PASSAGE GIVEN
= = = =

Ready for review: new std.uni

Mon Jan 14 01:02:26 PST 2013

On 1/14/2013 12:28 AM, David Nadlinger wrote:
> Virtually all common C/C++ compilers have had SIMD types/intrinsics for years
> now, which is more or less exactly what core.simd is for D - well, there is some
> syntax sugar for arithmetic operations on the D vector types, but it doesn't
> cover any of the "interesting" operations such as broadcasting, swizzling, etc.

Actually, they do a crappy job of it in my experiments.

> Yet *all* the big compiler vendors (Microsoft, Intel, GCC, LLVM) seem to find it
> necessary to spend considerable amounts of effort on improving their heuristics
> for the indeed quite problematic optimization process you describe.

The fundamental problem they face is they cannot change the language - they have 
to work with bog standard code that has no notion of SIMD.

> I don't think that rehashing the common reasons cited for the importance of
> (auto-)vectorizing code here would be of any use, you are certainly aware of
> them already. Just don't forget that Manu (who seems to have disappeared from
> the forums, crunch time?) represents a group of programmers who would resort to
> hand-written assembly for their "embarrassingly parallel" code if suitable
> compiler intrinsics didn't exist, whereas the vast majority of programmers
> probably would be troubled to reliably identify the cases where vectorization
> would have the biggest benefits in their code bases, even if they could justify
> spending time/maintainability on manually optimizing their code at this level.

= = = =

ITEMS

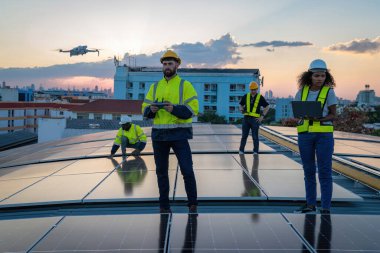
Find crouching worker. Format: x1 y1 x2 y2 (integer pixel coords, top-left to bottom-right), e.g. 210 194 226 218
109 116 146 158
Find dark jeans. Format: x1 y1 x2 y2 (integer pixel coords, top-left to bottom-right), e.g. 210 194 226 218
239 117 260 153
153 139 198 208
298 133 334 209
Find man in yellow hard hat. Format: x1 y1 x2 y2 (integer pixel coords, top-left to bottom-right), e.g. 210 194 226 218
142 50 199 213
109 116 146 158
239 81 269 155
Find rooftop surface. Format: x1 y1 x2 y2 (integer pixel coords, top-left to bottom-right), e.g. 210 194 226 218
0 124 380 252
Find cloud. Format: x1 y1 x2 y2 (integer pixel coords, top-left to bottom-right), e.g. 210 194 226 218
124 33 242 68
326 37 380 54
0 60 115 84
0 33 312 87
240 40 313 48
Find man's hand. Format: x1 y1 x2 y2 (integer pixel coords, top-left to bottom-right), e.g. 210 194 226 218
256 116 264 123
164 101 173 113
150 105 159 113
131 149 141 156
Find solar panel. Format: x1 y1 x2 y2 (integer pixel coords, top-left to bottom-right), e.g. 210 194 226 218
0 161 75 181
250 170 362 201
54 157 122 176
84 169 176 202
225 141 276 152
334 143 377 155
0 217 61 252
285 214 380 252
190 142 227 152
31 214 168 252
41 148 99 161
347 156 380 170
174 169 267 200
0 177 41 202
233 154 302 173
169 213 305 252
0 173 108 207
193 154 246 170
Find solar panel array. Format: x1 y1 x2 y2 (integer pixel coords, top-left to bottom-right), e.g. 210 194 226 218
0 125 380 252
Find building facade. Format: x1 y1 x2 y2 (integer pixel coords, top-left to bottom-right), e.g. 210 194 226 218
356 84 380 107
114 66 260 122
0 102 73 134
72 99 143 121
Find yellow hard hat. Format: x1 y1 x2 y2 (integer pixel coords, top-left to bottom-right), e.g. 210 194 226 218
160 50 181 64
249 81 259 90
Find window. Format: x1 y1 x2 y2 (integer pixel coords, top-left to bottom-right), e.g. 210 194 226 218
77 112 88 119
138 93 145 100
236 84 245 91
112 114 120 121
203 105 216 112
94 113 102 120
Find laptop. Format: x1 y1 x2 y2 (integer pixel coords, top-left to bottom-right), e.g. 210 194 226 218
292 101 322 119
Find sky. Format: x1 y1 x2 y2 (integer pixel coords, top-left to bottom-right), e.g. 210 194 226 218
0 0 380 99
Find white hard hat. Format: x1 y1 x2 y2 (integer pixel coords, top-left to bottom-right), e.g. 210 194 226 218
119 116 132 125
309 59 327 72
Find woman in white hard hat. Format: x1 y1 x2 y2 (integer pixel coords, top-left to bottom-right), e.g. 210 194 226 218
295 59 337 214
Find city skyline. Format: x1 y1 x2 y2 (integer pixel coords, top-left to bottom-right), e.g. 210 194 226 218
0 0 380 100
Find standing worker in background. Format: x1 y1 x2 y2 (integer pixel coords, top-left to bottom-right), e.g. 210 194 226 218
295 59 337 214
239 82 269 155
109 116 146 158
142 50 199 213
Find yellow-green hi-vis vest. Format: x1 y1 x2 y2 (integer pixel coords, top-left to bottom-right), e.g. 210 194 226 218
297 85 334 133
244 93 261 118
142 76 199 129
114 124 146 146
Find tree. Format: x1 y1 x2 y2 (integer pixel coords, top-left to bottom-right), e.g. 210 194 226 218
198 111 227 124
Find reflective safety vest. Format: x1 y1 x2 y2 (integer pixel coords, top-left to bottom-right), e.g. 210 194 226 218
244 93 261 118
114 124 146 146
142 75 199 129
297 85 334 133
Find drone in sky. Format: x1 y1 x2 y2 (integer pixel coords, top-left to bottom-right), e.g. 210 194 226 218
58 46 100 57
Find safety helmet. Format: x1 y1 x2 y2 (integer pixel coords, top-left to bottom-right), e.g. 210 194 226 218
309 59 327 72
119 115 132 125
160 50 181 64
249 81 259 90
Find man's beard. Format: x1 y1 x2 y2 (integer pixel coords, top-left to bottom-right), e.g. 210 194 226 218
163 69 177 78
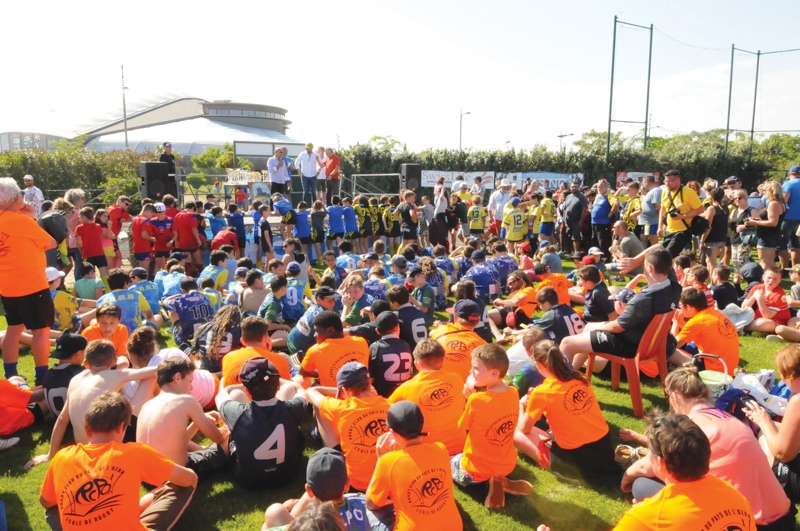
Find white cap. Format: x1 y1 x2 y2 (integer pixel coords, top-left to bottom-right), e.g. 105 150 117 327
44 267 67 282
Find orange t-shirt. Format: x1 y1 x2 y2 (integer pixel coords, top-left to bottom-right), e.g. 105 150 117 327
221 347 292 387
367 443 463 531
458 386 519 481
319 396 389 491
41 442 175 531
0 380 34 435
678 308 739 376
301 336 369 387
0 211 53 297
431 323 486 381
526 377 608 450
81 324 128 356
614 475 756 531
389 371 467 455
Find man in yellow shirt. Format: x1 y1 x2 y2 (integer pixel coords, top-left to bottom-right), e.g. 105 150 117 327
657 170 703 258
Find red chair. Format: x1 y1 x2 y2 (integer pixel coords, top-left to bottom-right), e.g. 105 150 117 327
586 312 672 418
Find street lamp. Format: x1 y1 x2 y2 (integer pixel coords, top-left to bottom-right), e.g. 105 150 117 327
458 107 470 151
558 133 575 151
120 65 128 149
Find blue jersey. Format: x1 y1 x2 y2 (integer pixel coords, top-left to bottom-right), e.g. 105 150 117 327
433 256 459 284
364 278 391 301
282 278 308 321
161 271 186 299
97 289 150 334
286 304 325 354
328 205 344 234
336 253 359 271
294 210 311 238
342 207 358 232
462 262 500 304
128 280 159 313
225 212 245 238
166 291 214 345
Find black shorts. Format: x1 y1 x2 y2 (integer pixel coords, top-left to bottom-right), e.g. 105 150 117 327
0 288 56 330
589 330 637 358
83 255 108 267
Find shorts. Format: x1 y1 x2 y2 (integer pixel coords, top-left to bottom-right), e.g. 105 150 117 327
0 288 56 330
186 443 233 477
83 255 108 267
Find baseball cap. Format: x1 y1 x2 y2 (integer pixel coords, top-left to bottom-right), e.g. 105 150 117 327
50 332 89 360
314 286 342 299
386 400 427 439
375 312 400 335
336 361 369 387
608 288 636 304
392 255 408 267
239 356 281 387
44 267 67 282
130 267 147 278
453 299 481 323
306 448 349 502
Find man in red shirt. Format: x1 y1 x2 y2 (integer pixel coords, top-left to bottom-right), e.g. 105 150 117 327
325 148 341 209
172 202 203 276
211 227 239 251
131 205 158 271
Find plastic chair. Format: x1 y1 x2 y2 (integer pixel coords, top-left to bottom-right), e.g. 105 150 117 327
586 312 672 418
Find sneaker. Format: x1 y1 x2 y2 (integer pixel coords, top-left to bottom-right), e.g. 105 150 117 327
483 476 506 509
503 478 533 496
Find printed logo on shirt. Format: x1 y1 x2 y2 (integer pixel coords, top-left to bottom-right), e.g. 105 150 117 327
419 382 455 412
58 466 125 527
564 382 595 415
406 468 450 515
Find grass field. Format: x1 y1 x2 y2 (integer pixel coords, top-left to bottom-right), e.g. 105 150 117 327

= = = =

WHAT THIS EXERCISE ASKS
a. Shorten the paragraph of the post about SIMD that begins "I don't think that rehashing," keeping its main facts.
b. Write the next part of the post about SIMD, starting after its last sentence.
The data above plays no part in what is asked here.

ANSWERS BY TASK
a. The common reasons for the importance of (auto-)vectorizing code need no repeating. Manu, who seems to have disappeared from the forums, represents programmers who would hand-write assembly for "embarrassingly parallel" code if suitable compiler intrinsics didn't exist. Most programmers, however, would probably struggle to reliably identify where vectorization would benefit their code most, even if they could justify the time and maintainability cost of manually optimizing at that level.

b.
Here's the problem. Draw a table of SIMD vector types on one axis, and 
arithmetic operations on the other. Plot an X for what is supported.

You'll find that the pattern of X's doesn't follow much of a pattern, and it 
varies all over the place for different CPUs and architectures.

Now consider your autovectorizer. If an X isn't there, it (silently) generates 
workaround code. The only way you'll really be able to tell it went wrong is to 
disassemble the result - and who is going to do that?

And what's much, much worse about this, is pulling values out of and into SIMD 
registers to do those workarounds causes massive stalls (the SIMD unit and the 
arithmetic unit are separate), so bad that you're better off doing no 
vectorization at all.

The next problem with an autovectorizer is alignment - consider the C function:

     int func(float *p) { ... }

Now you want to autovectorize inside func(). Is p aligned? Who knows? So you 
must emit code to do misaligned vectors, which is another performance disaster.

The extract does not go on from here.